* **Required tasks**
#1 In the text about bringing a South Texas College campus to the Delta region, on what date did the speakers address the STC Board of Trustees?
#2 Continue the text on the proposed South Texas College campus in the Delta region, starting after its final sentence.

* **Text provided**
● ● ● ● ● ● ●

|MERCEDES, April 13 - Three weeks ago, on March 27, several state representatives, local elected officials, residents of the Edcouch-Elsa community and myself gathered to speak at a public meeting of South Texas College (STC) Board of Trustees to talk about the expansion of higher education.
We outlined a proposal that would benefit the people in the Delta Region. The presentation included statistical data from the US Census Bureau highlighting population pockets within our district and their needs. During the presentation, trustees heard well-formulated plans to create an STC satellite campus in the Delta region. With a college anchored in the Delta region, students from surrounding communities such as La Blanca, San Carlos, Hargil, Faysville, Linn, San Manuel and Puerto Rico will also have the opportunity to attend a campus that is more accessible.
I strongly believe in a college education for all and I have long supported the idea of making community investments into the Edcouch, Elsa, La Villa and Monte Alto area, which has the highest unemployment rates in Hidalgo County.
An investment in higher education raises the level of educational attainment, plus it encourages businesses to expand in the Delta. If the plan to bring STC to the Delta region is realized, I believe this will revitalize the area economically, an area that is showing economic promise. Last year, we saw a brand new HEB store built near the Mercado Delta in Edcouch. Also, a new Wal-Mart on the north side of Elsa is about to have its grand opening.
As pointed out by the state Reps. Terry Canales and Oscar Longoria from the Edcouch-Elsa region, one of the best decisions made by the residents of Starr County to the west was to approve the building of an STC campus. High school graduation rates improved and the building of the facility brought not only a convenient place for students to take college courses, it also boosted the local economy and created well-paying jobs.
This type of investment in higher education has proven successful in many places. Recently, Austin Community College announced it will build its 11th college campus. In some cases, these campuses are a mere three miles apart. Access to higher education must always be a top priority in our communities. It makes perfect sense that education and economic growth go hand-in-hand. As the Greek philosopher Diogenes said, “The foundation of every state is the education of its youth.”

● ● ● ● ● ● ●

* **Supplied records**
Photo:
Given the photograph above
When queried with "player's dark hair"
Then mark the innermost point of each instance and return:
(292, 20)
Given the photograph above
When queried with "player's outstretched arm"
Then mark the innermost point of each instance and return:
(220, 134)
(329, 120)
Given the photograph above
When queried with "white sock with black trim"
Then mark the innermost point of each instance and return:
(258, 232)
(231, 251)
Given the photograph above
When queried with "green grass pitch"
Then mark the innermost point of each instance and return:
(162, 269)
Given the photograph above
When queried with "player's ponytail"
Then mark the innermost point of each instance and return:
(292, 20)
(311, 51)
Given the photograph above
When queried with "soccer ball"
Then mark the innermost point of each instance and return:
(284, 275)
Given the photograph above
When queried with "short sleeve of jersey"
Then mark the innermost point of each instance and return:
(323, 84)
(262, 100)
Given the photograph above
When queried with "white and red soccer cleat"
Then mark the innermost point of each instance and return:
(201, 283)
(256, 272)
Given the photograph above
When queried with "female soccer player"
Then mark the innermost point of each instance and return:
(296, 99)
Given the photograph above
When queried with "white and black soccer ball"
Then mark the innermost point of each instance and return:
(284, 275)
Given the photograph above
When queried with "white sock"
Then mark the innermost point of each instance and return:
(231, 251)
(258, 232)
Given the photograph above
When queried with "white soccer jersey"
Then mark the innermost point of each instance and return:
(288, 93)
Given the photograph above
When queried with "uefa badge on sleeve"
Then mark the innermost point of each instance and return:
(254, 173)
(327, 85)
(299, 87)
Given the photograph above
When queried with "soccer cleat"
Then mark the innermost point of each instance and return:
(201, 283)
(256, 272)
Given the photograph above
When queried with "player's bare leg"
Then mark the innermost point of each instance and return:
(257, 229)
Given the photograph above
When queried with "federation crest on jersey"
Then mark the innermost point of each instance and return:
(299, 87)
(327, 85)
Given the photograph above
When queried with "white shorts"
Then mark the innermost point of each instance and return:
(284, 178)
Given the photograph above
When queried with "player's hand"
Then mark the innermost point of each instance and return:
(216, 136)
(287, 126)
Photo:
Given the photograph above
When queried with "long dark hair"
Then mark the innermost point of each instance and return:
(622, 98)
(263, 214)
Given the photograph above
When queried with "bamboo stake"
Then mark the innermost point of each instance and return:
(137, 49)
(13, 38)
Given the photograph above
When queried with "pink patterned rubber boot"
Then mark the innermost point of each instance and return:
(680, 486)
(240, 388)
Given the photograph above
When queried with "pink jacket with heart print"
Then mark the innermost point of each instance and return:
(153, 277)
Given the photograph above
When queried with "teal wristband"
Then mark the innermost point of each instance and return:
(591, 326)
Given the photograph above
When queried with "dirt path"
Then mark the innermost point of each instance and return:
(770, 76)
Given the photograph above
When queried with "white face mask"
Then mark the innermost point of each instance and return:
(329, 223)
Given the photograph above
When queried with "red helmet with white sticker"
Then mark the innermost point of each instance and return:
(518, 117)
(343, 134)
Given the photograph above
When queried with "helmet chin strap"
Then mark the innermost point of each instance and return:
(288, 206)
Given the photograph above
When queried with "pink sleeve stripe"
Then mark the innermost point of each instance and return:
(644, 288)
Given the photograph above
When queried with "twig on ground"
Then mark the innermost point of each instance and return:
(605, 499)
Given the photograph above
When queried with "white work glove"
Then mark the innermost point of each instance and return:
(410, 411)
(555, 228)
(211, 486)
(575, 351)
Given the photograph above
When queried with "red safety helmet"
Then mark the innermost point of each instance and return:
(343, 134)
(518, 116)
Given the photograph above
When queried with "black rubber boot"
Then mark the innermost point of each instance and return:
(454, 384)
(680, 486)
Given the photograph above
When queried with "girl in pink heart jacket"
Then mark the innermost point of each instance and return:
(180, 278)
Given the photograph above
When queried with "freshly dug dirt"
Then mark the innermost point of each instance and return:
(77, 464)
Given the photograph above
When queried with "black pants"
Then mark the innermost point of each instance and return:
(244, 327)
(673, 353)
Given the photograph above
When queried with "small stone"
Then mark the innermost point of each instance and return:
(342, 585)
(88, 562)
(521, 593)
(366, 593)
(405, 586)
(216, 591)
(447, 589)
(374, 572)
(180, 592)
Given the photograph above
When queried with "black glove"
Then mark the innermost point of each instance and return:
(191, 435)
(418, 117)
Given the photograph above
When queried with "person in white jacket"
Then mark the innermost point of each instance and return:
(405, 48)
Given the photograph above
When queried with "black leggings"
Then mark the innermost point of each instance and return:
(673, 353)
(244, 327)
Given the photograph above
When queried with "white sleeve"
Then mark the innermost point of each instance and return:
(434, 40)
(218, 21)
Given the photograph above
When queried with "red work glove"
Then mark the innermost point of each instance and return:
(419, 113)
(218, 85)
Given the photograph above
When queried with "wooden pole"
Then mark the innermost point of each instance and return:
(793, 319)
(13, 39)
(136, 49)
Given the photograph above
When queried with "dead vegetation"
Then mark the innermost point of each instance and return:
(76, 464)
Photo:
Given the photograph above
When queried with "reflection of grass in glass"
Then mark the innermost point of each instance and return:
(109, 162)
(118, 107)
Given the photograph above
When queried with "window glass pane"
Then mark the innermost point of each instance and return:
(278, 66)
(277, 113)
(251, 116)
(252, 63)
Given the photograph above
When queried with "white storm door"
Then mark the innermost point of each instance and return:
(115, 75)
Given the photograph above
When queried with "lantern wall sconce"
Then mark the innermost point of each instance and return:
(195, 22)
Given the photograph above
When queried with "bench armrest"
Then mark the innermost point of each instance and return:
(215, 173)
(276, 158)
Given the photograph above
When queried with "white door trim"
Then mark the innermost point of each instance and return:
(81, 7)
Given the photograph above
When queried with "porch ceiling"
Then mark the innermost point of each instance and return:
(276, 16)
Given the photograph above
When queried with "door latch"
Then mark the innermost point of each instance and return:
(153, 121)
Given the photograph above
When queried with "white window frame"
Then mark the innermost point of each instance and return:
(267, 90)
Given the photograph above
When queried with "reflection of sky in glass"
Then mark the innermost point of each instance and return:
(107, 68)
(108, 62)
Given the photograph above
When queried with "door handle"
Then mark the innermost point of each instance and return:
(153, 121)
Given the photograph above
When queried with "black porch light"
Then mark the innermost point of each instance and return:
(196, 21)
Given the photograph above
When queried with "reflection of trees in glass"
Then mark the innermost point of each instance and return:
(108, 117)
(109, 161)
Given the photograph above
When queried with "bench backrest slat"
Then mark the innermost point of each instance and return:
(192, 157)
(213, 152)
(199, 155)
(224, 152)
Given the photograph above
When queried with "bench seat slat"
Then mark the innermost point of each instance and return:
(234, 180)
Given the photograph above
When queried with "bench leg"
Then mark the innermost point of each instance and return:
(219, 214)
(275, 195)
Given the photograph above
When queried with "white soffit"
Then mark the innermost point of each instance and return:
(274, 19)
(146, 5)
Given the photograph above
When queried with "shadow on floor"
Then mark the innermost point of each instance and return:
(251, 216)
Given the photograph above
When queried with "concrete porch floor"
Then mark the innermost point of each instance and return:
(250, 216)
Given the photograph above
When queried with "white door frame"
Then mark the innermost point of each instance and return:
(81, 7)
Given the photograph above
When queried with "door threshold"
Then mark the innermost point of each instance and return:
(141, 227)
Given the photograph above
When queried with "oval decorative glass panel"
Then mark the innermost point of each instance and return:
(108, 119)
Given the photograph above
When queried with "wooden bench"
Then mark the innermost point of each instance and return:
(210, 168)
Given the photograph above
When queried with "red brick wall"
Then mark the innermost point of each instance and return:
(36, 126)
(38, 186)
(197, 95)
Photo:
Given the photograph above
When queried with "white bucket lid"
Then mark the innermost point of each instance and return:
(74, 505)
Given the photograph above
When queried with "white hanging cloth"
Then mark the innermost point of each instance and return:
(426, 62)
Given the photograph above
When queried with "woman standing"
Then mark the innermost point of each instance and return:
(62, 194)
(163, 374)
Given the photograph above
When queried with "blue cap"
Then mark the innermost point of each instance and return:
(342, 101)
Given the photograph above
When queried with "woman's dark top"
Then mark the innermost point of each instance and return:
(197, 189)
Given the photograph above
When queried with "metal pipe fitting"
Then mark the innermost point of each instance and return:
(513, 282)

● ● ● ● ● ● ●

* **Answers for the tasks**
#1 March 27

#2
Never during our presentation was there mention that money from the recent STC school bond should or would be used to fund this proposed higher education project.
In fact, Edcouch-Elsa representatives have offered many incentives to make this proposal as inexpensive as possible.
A good example of a success story is how STC, then South Texas Community College, began. I know this because I was its founding chairman. In the beginning, STC college courses were taught Monday through Friday evenings at South Texas High School for Health Professions (Med High), South Texas ISD in Mercedes and five other high schools in Hidalgo County, thus requiring no capital investment by the fledgling college.
This plan has worked before and it can work again in the Edcouch-Elsa School District. The Edcouch-Elsa School District has already offered to provide its new high school and its Vocational and Occupational Careers Building to STC. This offer includes labs, computers and extended library hours to the college students as well as other necessities for teaching and learning. The school district would pay utilities, operating expenses as well as janitorial costs, which would also offset the cost for STC. Any other costs, such as the cost of a faculty, would be covered by tuition.
The development of our region is not a dream anymore; it’s a reality. We are well aware that the new University of Texas Rio Grande Valley, and especially its new medical school, will propel the Valley into becoming a vibrant metroplex. We will be more of a metropolitan area than just many small towns joined like pearls on a necklace. We must prepare for this incredible future by offering more opportunities for higher education to our ever growing population throughout the region.
We all know that decisions such as these take planning. We also understand that the STC Board of Trustees are elected within their districts as important stewards of our tax dollars. We do not believe that our proposal would prohibit STC from providing additional services to other parts of the region. However, I believe that the people of the Delta region deserve accessible and affordable higher education; that’s why I joined in this important community effort.
As congressman for the Delta region, I will partner with our state senator, our state representatives and members of the STC Board of Trustees to start teaching college classes in the evenings to develop the demand which will someday soon justify a new college campus in that region of Hidalgo County.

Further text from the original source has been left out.